══ Records for this task ══

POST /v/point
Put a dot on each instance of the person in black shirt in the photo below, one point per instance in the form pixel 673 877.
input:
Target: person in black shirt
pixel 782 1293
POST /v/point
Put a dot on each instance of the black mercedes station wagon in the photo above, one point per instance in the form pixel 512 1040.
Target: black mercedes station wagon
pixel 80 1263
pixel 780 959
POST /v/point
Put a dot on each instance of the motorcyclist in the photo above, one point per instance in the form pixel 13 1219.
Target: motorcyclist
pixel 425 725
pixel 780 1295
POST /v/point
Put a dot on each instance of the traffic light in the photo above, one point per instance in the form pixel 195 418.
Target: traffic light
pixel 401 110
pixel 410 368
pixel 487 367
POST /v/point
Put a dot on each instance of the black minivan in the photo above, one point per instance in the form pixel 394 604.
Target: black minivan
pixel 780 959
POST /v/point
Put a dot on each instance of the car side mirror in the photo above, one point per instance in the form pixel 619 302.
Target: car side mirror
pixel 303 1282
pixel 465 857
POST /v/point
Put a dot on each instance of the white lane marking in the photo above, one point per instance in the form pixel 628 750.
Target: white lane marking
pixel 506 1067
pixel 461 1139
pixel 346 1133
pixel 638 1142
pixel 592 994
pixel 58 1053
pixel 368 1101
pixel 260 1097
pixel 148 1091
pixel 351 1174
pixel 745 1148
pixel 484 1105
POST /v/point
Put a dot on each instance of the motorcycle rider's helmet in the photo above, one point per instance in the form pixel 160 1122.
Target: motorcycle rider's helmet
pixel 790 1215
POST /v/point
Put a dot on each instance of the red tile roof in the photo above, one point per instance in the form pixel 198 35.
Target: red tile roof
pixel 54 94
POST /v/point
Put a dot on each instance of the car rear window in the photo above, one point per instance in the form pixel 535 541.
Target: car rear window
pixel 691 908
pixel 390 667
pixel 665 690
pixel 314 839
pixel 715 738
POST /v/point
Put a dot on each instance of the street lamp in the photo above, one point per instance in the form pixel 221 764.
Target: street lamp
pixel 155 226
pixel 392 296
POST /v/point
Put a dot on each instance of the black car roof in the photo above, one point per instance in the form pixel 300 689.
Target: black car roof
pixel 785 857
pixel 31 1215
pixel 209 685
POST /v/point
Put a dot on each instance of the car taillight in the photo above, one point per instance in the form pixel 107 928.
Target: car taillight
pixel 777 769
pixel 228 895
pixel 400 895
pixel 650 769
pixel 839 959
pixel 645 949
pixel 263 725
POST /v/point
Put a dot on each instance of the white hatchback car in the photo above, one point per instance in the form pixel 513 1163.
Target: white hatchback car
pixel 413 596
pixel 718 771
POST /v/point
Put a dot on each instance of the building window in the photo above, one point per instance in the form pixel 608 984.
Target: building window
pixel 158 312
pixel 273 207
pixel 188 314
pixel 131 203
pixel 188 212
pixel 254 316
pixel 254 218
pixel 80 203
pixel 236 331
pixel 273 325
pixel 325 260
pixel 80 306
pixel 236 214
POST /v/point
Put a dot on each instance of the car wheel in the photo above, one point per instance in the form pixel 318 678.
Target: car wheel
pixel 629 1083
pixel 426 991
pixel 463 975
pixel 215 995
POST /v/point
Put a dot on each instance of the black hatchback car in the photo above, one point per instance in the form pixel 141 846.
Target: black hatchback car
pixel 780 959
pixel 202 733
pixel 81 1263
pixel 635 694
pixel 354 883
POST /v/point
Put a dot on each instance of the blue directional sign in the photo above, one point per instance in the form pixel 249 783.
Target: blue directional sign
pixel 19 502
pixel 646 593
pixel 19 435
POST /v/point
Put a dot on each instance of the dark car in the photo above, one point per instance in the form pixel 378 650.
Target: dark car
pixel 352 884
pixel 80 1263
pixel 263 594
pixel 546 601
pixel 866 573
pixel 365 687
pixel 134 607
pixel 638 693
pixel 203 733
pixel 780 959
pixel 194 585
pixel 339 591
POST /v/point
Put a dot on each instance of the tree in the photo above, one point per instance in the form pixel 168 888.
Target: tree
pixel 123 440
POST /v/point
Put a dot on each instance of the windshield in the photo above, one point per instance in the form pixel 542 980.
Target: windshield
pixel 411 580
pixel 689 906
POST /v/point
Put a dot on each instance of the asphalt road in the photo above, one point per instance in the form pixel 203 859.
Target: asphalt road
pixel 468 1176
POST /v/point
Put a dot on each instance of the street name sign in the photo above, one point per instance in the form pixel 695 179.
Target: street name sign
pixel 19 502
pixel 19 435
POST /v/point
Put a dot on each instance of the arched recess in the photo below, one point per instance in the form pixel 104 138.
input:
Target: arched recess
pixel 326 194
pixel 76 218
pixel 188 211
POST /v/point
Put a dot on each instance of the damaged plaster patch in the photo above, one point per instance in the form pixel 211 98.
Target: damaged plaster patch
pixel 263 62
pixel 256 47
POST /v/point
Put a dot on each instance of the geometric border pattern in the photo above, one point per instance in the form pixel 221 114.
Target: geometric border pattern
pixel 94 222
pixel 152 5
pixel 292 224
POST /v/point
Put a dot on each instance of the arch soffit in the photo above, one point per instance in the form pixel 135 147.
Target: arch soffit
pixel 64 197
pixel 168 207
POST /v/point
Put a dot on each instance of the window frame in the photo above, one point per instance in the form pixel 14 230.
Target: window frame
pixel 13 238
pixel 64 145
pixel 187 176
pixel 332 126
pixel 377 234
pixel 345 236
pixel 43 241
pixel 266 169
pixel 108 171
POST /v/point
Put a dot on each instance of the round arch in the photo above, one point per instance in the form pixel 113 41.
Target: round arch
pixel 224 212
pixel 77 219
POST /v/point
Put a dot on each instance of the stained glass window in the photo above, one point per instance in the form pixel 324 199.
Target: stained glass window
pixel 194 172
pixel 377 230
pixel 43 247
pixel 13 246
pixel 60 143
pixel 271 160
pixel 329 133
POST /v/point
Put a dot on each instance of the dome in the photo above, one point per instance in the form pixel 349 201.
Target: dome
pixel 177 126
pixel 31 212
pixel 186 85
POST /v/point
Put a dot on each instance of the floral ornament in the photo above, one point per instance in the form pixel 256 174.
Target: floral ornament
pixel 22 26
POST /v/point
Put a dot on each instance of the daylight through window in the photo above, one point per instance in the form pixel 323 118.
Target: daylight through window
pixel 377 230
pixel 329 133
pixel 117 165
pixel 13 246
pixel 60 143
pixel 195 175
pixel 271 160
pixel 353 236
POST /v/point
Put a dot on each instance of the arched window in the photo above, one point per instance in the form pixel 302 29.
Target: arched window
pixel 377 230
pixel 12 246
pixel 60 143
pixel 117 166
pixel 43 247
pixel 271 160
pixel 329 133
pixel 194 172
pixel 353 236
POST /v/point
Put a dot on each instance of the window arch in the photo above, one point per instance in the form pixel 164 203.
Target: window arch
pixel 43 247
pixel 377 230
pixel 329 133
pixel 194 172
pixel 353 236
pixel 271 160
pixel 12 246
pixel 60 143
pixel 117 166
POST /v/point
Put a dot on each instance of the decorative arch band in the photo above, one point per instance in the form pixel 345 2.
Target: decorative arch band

═══

Set problem: Report how many lines of the entries above contain the string "ornament". Give only the number.

Result of this exercise: 2